--- Material shown ---

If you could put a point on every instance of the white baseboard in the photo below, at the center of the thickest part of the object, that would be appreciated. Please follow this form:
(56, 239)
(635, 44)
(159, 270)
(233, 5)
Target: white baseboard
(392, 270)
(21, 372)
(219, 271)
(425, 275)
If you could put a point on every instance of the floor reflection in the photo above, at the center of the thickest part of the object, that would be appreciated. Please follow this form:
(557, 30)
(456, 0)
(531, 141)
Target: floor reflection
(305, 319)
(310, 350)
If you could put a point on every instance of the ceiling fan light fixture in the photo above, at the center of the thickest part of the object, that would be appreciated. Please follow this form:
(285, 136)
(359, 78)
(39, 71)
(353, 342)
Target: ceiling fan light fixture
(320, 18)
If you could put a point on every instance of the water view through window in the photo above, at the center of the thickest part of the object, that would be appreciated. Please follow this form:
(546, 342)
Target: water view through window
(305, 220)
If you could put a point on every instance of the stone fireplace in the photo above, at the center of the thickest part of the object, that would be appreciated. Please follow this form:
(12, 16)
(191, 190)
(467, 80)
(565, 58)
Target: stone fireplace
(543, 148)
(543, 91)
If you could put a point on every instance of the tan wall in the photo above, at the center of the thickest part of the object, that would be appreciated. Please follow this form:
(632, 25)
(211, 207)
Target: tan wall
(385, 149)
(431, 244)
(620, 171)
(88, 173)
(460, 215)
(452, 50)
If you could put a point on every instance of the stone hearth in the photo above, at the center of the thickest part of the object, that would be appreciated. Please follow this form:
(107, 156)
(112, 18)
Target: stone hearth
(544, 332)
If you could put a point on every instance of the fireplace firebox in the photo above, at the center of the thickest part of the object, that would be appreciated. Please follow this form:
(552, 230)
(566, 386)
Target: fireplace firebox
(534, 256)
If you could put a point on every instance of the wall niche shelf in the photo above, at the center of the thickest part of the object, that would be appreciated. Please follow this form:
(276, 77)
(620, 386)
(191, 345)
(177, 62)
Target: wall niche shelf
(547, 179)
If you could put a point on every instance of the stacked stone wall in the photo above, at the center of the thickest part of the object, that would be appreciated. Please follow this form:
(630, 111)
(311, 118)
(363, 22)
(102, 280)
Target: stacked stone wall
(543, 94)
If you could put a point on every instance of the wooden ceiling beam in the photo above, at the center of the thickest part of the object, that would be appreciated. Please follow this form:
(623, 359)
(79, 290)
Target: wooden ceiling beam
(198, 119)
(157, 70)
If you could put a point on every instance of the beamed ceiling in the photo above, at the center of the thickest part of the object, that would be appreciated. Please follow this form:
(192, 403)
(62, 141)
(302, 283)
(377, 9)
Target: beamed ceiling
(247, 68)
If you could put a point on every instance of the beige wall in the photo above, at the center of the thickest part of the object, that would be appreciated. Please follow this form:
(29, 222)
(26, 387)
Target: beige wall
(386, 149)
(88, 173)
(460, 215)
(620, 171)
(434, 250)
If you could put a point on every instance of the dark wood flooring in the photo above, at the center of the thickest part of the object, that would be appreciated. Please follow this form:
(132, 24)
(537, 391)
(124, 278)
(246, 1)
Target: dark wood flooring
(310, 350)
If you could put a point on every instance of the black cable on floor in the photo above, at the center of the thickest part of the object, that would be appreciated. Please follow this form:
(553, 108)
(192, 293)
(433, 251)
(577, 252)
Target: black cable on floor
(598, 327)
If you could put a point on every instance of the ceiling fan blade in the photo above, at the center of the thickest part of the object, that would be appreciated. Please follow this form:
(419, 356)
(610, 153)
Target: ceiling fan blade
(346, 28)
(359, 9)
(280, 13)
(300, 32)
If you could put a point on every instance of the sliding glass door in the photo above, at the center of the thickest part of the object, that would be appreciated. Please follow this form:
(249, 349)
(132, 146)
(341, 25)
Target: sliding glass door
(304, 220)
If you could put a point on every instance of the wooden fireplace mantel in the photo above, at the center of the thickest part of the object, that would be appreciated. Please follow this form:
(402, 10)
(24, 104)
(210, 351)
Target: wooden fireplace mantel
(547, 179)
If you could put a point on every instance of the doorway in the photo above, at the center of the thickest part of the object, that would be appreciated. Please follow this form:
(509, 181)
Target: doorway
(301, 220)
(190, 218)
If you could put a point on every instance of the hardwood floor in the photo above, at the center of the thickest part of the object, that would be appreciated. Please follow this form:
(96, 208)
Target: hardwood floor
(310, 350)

---

Goal of the exercise -> Write out all of the records once more, exactly.

Expected answer ->
If you could put a point on every instance of the white baseboard in the photo below, at the center of the thickest part of the object, that would be appreciated. Please follow this form:
(56, 239)
(635, 44)
(159, 270)
(233, 5)
Target: white baseboard
(392, 270)
(21, 372)
(219, 271)
(425, 275)
If you could put a point on every instance of the floor reflection in the photo above, at the center of the thickest part of the object, that would be appreciated. Please follow this form:
(557, 30)
(456, 0)
(531, 141)
Target: floor reflection
(305, 319)
(310, 350)
If you could put a point on every instance of the ceiling fan light fixture in the photo above, at the center of the thickest part of the object, that would be appreciated. Please follow this form:
(285, 136)
(359, 78)
(39, 71)
(353, 342)
Target: ceiling fan light fixture
(320, 18)
If you could put a point on every instance of the water view through window in the photo above, at the center of the thickest part of the object, that would be appreciated. Please follow this form:
(546, 342)
Target: water view through window
(305, 220)
If you could put a point on every instance of the stone fireplace in the photo above, at the center of the thickest part of the object, that would be appreciated. Please follow this form:
(12, 16)
(191, 190)
(467, 80)
(565, 58)
Target: stone fireplace
(543, 148)
(543, 91)
If you could put a point on every instance of the tan wall in the photo above, at the center of the thickest part of the object, that would be appreciated. Please follow this form:
(632, 25)
(211, 207)
Target: tan wall
(385, 149)
(431, 244)
(620, 171)
(88, 173)
(460, 215)
(452, 50)
If you could put a point on every instance of the stone hearth in the photo above, at the center of the thickest part of the object, that would be appreciated. Please follow this form:
(107, 156)
(112, 18)
Target: stone hearth
(544, 332)
If you could put a point on every instance of the fireplace firebox in the photo above, at the center of the thickest part of the object, that would be appreciated. Please follow this form:
(552, 230)
(566, 386)
Target: fireplace firebox
(534, 256)
If you could put a point on every instance of the wall niche shelf in the photo above, at the center of the thickest part of the object, that would be appreciated. Please follow this form:
(276, 77)
(620, 386)
(191, 345)
(177, 62)
Target: wall niche shelf
(547, 179)
If you could put a point on every instance of the stacked stone wall in the photo above, at the center of the thickest part of the object, that would be appreciated. Please follow this form:
(630, 111)
(311, 118)
(363, 22)
(102, 280)
Target: stacked stone wall
(543, 94)
If you could put a point on every instance of the wooden ceiling beam in the photo above, at the center of the thickest part of the object, that would be appreciated. Please follow this form:
(623, 359)
(79, 290)
Target: wooden ceiling beam
(198, 119)
(157, 70)
If you could put a point on every instance of the beamed ceiling in the photo above, at the center of the thickest part of the object, that would be appreciated. Please follow this form:
(192, 403)
(62, 141)
(302, 283)
(377, 9)
Target: beamed ceiling
(247, 68)
If you could put a point on every instance of the beige wall in the photo above, at the center of the thickest part of the object, that would be appreciated. Please follow this form:
(29, 222)
(26, 387)
Target: beige wall
(386, 149)
(88, 173)
(460, 215)
(620, 171)
(434, 250)
If you could put a point on every instance of the dark wood flooring in the photo above, at the center of the thickest part of the object, that would be appreciated. Please follow this form:
(132, 24)
(537, 391)
(124, 278)
(246, 1)
Target: dark wood flooring
(310, 350)
If you could put a point on every instance of the black cable on floor in the photo above, at the center of the thickest part of the object, that would be appreciated. Please follow this form:
(553, 108)
(192, 293)
(433, 251)
(577, 252)
Target: black cable on floor
(598, 327)
If you could put a point on every instance of the ceiling fan blade in the photo above, at the center of the thickest part of the object, that would be appreciated. Please follow this form:
(419, 356)
(610, 153)
Target: ceiling fan blade
(346, 28)
(359, 9)
(280, 13)
(300, 32)
If you could put a point on every instance of the sliding glass door in the photo above, at the center of the thickest part of the object, that would be appreciated. Please follow this form:
(249, 349)
(132, 146)
(341, 25)
Target: sliding glass door
(304, 220)
If you could put a point on every instance of the wooden fireplace mantel in the photo above, at the center of the thickest part of the object, that would be appreciated. Please follow this form:
(402, 10)
(24, 104)
(210, 351)
Target: wooden fireplace mantel
(547, 179)
If you could put a point on every instance of the doorway in the photo above, at the center of the thickest part of the object, that would be appreciated. Please follow this form:
(509, 181)
Target: doorway
(301, 220)
(190, 218)
If you could put a point on every instance of the hardwood floor in the photo above, at the center of the thickest part of the object, that would be appreciated. Please follow this form:
(96, 208)
Target: hardwood floor
(310, 350)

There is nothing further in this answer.